▸ Task goal:
Can you rewrite the stretch of records from the line containing "In this exercise you will annotate the large" through the end of the records, shifting every answer coordinate up by 73? Keep all other lines and numbers unchanged.

Lines of data
-------
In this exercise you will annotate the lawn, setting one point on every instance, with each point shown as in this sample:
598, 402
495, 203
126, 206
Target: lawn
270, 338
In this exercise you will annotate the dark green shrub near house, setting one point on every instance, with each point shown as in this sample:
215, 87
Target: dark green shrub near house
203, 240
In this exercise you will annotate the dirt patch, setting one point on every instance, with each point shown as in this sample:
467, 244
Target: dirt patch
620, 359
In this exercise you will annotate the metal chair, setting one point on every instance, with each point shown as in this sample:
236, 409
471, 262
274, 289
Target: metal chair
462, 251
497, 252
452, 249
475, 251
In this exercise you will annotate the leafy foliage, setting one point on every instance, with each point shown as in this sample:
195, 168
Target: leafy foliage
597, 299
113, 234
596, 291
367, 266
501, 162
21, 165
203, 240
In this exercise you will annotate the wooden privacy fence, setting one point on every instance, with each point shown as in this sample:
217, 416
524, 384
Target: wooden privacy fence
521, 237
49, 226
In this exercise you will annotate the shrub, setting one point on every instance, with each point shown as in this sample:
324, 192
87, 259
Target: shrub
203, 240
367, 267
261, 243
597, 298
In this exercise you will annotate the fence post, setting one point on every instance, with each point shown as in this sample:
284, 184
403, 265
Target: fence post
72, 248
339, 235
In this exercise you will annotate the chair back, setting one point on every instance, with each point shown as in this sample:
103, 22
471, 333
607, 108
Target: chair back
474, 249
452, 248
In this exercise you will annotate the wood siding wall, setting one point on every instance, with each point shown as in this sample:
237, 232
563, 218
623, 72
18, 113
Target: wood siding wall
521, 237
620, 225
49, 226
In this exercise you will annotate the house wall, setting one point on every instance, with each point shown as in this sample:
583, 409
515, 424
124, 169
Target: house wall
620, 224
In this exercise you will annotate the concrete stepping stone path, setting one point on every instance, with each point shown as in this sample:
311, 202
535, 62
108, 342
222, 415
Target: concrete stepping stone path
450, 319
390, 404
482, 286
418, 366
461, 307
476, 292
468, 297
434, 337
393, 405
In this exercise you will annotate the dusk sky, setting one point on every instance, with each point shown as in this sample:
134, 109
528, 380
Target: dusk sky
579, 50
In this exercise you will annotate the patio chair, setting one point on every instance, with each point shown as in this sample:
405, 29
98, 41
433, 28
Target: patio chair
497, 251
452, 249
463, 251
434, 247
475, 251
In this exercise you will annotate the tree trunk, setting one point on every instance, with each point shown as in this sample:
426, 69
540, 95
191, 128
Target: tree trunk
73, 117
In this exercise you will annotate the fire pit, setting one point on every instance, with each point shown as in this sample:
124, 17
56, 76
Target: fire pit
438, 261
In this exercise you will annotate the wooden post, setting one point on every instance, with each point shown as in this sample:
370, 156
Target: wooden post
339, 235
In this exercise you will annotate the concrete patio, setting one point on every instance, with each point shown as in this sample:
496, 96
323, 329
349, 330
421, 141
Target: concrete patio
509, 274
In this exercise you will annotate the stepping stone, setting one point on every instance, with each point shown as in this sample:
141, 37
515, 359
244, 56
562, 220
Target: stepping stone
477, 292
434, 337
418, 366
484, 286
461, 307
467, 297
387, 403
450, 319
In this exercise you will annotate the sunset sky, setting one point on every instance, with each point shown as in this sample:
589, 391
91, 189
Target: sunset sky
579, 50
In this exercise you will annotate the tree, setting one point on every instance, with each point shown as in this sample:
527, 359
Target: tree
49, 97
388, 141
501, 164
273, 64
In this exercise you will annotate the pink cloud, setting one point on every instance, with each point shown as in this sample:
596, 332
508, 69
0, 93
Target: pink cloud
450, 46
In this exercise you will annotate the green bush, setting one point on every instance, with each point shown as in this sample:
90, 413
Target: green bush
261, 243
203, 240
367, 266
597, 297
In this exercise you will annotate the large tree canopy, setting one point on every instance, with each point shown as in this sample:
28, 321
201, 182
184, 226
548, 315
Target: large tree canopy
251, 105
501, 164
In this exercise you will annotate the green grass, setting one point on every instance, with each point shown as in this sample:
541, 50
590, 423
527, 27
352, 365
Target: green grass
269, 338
-------
▸ Answer:
In this exercise you will annotate the large tree canopy, setting one point on every instance, with each point shown as in this sample:
28, 321
201, 182
184, 226
548, 315
Target: large tree canopy
324, 178
574, 237
In this exercise you will annotate the green grass, setting one point on every instance, with each point shown as in this sample:
541, 50
590, 423
527, 27
352, 365
Target: green grass
342, 411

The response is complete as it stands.